• _ПИСЬМЕННОЕ ЗАДАНИЕ A_: Какие два измерения различает Гераклит, согласно фрагменту об изречении Гераклита?
• _ПИСЬМЕННОЕ ЗАДАНИЕ B_: Продолжите фрагмент об изречении Гераклита, начав сразу после его последнего предложения.

3.2.04.05
Первое, что мы можем отметить в приведённом изречении Гераклита, так это то, что в нём античный мыслитель:

С одной стороны, проводит здесь всего одно по своей мысли достаточно ясное различение смыслов или форм таких двух фундаментальных для любого рода исследования существа самого человека или деятельности его сознания измерений образа их бытия, какими по своей сути и являются – измерение «границ души» (ψυχῆς πείρατα) и в целом определение мер «глубины её логоса» (βαθὺν λόγον).

И с другой – устанавливает определённого рода принцип отношения между ними, которое есть по существу своему отношение, если и не вполне прямой, то по крайней мере некоторой взаимной связи или определённого рода обратной зависимости:

Возможности (или невозможности) нахождения существом человека на том или ином «пути» (ὁδὸς) его следования или своего исследования «границ души» – от существующей (а значит в определённом смысле этого слова ему «предданной» и им «преднаходимой») в образе бытия его собственной жизни и феноменально данного мира1  меры «глубины её логоса».

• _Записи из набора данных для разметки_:
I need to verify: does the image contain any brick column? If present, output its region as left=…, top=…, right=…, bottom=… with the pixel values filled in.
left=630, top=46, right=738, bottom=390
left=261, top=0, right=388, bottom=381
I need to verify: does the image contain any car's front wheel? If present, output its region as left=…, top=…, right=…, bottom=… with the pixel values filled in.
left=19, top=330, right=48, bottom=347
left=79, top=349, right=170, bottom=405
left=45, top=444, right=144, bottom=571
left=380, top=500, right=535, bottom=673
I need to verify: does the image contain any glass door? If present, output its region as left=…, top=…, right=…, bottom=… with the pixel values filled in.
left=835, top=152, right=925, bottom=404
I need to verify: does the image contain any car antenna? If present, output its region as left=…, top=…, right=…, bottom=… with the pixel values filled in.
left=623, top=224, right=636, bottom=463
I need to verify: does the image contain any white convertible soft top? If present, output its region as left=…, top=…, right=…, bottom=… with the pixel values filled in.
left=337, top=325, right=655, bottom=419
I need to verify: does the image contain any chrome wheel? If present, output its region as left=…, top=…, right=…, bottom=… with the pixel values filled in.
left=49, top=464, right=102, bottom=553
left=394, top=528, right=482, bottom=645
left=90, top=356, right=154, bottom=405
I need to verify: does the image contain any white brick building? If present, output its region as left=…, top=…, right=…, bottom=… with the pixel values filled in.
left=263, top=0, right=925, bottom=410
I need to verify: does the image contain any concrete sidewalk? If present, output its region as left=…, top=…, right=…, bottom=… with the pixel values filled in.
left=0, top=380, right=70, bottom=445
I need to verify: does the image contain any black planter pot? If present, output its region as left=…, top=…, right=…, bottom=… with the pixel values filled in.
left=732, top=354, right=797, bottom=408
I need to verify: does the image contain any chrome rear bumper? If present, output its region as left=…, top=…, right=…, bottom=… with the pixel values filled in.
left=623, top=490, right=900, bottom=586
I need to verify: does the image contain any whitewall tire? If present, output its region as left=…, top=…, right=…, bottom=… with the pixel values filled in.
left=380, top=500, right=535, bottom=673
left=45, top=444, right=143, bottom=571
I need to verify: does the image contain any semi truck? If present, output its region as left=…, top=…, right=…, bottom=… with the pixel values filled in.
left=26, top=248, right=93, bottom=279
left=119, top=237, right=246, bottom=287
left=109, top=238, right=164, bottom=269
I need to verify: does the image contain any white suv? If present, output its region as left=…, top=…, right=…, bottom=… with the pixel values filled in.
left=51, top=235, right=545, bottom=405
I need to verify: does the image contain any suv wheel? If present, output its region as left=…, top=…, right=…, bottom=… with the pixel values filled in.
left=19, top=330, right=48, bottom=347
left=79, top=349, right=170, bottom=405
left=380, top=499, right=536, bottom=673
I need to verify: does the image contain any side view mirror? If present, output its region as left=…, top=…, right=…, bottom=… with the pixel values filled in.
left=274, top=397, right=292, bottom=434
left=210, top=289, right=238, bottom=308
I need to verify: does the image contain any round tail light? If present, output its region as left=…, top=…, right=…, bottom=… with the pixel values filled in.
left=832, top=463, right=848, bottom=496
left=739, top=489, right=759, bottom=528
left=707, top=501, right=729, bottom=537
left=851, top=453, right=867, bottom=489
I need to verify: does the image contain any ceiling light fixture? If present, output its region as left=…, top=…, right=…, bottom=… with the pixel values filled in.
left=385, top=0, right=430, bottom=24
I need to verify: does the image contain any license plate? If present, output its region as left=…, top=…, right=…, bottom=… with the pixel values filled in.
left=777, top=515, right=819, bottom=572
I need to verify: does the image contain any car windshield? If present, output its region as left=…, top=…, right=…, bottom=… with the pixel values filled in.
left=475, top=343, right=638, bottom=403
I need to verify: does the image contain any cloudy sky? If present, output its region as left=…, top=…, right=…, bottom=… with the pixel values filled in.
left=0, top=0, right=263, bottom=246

• _РЕЗУЛЬТАТ A_: Измерение «границ души» (ψυχῆς πείρατα) и меры «глубины её логоса» (βαθὺν λόγον).

• _РЕЗУЛЬТАТ B_:
 

***

Для того чтобы можно было лучше понять суть последнего – то есть отношения «взаимной» или «обратной» связи между двумя такими формами измерения образа бытия человеческой жизни и деятельности его сознания, как измерение «границ души» и меры «глубины её логоса» – для начала необходимо попытаться рассмотреть и определить для себя суть того, что собственно могут представлять собой существо этой самой «души» человека и бытие её «логоса» как сами по себе, так и в своём отношении друг к другу.      

В этих целях вновь обратимся к рассмотрению общего смысла и характерных особенностей собственно хайдеггеровского способа истолкования образа мыслей эфесского мудреца и в целом философского мышления древних греков.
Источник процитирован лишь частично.